What the task requires
Please return the full listing below without altering anything.

Data for analysis
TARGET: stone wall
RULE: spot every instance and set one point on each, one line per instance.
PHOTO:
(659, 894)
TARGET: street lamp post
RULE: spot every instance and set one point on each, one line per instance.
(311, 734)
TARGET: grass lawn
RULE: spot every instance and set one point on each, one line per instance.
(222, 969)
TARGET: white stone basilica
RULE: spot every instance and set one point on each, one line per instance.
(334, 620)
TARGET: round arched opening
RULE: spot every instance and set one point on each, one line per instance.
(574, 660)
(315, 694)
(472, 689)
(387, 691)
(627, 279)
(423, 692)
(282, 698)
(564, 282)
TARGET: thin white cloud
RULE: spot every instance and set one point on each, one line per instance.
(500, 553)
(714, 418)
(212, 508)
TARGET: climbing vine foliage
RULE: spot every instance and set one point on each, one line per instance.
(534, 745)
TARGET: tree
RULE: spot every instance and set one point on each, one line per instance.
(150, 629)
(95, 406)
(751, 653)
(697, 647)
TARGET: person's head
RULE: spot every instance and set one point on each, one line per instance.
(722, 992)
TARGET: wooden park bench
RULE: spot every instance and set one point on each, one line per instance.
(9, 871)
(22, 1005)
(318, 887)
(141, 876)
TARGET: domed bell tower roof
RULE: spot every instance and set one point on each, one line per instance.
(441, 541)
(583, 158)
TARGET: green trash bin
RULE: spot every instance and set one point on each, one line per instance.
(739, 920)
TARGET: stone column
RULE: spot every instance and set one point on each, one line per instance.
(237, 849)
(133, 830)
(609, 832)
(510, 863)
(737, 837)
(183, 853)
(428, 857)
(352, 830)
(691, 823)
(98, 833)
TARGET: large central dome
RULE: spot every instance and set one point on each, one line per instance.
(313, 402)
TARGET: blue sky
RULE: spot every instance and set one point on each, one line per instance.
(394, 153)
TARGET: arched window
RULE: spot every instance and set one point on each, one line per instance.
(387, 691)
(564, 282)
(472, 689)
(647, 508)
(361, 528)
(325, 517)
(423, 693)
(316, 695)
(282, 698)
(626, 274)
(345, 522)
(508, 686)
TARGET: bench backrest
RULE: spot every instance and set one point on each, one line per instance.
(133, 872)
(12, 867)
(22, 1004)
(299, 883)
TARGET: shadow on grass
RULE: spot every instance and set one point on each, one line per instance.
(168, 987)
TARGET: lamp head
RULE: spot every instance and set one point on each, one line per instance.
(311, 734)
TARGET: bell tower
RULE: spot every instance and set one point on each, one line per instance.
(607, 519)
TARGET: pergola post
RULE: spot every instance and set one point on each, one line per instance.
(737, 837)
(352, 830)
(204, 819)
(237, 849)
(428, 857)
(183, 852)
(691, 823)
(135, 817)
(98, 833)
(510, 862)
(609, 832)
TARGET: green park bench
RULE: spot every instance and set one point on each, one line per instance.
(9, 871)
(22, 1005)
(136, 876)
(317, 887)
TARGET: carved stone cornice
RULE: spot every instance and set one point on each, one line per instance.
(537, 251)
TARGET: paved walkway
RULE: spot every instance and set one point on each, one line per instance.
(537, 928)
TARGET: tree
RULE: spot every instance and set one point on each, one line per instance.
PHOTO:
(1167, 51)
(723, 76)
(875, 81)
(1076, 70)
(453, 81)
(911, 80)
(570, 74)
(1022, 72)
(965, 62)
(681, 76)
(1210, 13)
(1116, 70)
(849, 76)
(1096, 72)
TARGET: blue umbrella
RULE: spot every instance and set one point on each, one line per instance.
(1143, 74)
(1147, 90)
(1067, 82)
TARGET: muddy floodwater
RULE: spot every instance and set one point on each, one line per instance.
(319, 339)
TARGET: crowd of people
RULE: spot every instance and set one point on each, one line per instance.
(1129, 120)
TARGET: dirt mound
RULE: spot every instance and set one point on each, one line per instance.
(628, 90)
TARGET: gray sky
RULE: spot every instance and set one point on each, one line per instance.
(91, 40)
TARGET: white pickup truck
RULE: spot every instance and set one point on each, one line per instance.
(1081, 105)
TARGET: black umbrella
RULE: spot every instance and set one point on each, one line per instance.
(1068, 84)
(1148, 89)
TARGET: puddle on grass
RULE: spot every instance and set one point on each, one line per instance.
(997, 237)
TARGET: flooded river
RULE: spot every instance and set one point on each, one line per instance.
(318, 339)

Response to this exercise
TARGET: stone wall
RULE: spot every instance and set one point on each, one line per instance.
PHOTO:
(659, 894)
TARGET: street lamp post
RULE: spot every instance and set one point on each, one line per instance.
(311, 734)
TARGET: grass lawn
RULE: spot every instance and set one point on each, one line per instance.
(222, 969)
TARGET: white stone basilica
RULE: spot every instance and set one point on each, one line per instance.
(334, 620)
TARGET: round arched opening
RULE: spot every instance and set one point on each, one line per instance.
(574, 660)
(315, 694)
(472, 689)
(387, 691)
(627, 279)
(423, 692)
(282, 698)
(564, 282)
TARGET: thin white cloud
RULE: spot every instance and set one point on each, one line per instance.
(500, 553)
(714, 418)
(212, 508)
TARGET: climbing vine foliage
RULE: spot every instance and set one point on each, one line per instance.
(534, 745)
TARGET: tree
RULE: spot every instance and set one point on each, one line per instance.
(150, 629)
(95, 406)
(751, 653)
(697, 647)
TARGET: person's head
RULE: spot every instance and set one point on each, one line per instance.
(722, 992)
TARGET: wooden park bench
RULE: spot every instance and set one point on each, one line per instance.
(9, 871)
(22, 1005)
(318, 887)
(141, 876)
TARGET: domed bell tower roof
RULE: spot every instance and set one point on each, one line per instance.
(441, 541)
(583, 158)
TARGET: green trash bin
RULE: spot every instance and set one point on each, one line per instance.
(739, 920)
TARGET: stone column
RULE: spot every instance and set one point on each, one line per instance.
(237, 849)
(133, 830)
(609, 832)
(510, 863)
(737, 837)
(183, 853)
(428, 857)
(352, 830)
(691, 823)
(98, 833)
TARGET: large central dome
RULE: spot every instance and set one point on each, one line per instance.
(313, 402)
TARGET: blue sky
RULE: spot every instance and set one point on each, one line per instance.
(394, 153)
TARGET: arched window
RULE: spot every instance and set one point on each, one line per instance.
(387, 691)
(564, 282)
(472, 689)
(647, 508)
(361, 528)
(325, 517)
(423, 693)
(316, 695)
(282, 698)
(626, 274)
(345, 522)
(508, 686)
TARGET: bench backrest
RULE: spot every instance and set one point on each, one line per instance.
(133, 872)
(12, 867)
(22, 1004)
(299, 883)
TARGET: shadow on grass
RULE: spot every instance and set one point on each, one line per instance.
(168, 987)
TARGET: lamp head
RULE: spot every instance and set one point on each, one line per instance.
(311, 734)
TARGET: bell tower
RULE: spot every instance and set one point on each, one line per instance.
(607, 519)
TARGET: pergola post
RULE: spot every instance and set one point on each, one line per instance.
(737, 837)
(352, 830)
(204, 819)
(237, 849)
(428, 857)
(183, 852)
(691, 823)
(135, 817)
(98, 833)
(510, 862)
(609, 832)
TARGET: green park bench
RULE: spot every instance and set one point on each, one line per instance.
(9, 871)
(22, 1005)
(136, 876)
(317, 887)
TARGET: carved stone cornice
RULE: spot every instance and set one point on each, one line per instance.
(537, 251)
TARGET: paved walkway
RULE: spot every instance and set one point on each, one line per instance.
(537, 928)
TARGET: tree
RULE: spot every instance and set one point on each, one line per instance.
PHOTO:
(1167, 51)
(723, 76)
(875, 81)
(1076, 70)
(453, 81)
(911, 80)
(570, 74)
(1022, 72)
(965, 62)
(681, 76)
(1210, 13)
(1116, 70)
(849, 76)
(1096, 72)
TARGET: blue umbrella
RULE: spot every instance and set one point on each, one line per instance.
(1143, 74)
(1147, 90)
(1067, 82)
TARGET: muddy floodwater
RULE: spot every instance and set one point on each, one line per instance.
(319, 339)
TARGET: crowd of people
RULE: spot every instance and set one point on each, one line per instance.
(1129, 120)
TARGET: dirt mound
RULE: spot every instance and set one point on each, one line per instance.
(628, 90)
TARGET: gray sky
RULE: spot every instance and set one point on each, one line per instance.
(91, 40)
TARGET: white pickup truck
RULE: spot every instance and set one point on each, one line per instance.
(1081, 105)
TARGET: black umbrella
RULE: spot every instance and set one point on each, one line per instance.
(1068, 84)
(1148, 89)
TARGET: puddle on grass
RULE: spot every instance and set one point on each, one line per instance.
(997, 237)
TARGET: flooded river
RULE: spot every instance and set one point on each, one line per instance.
(318, 339)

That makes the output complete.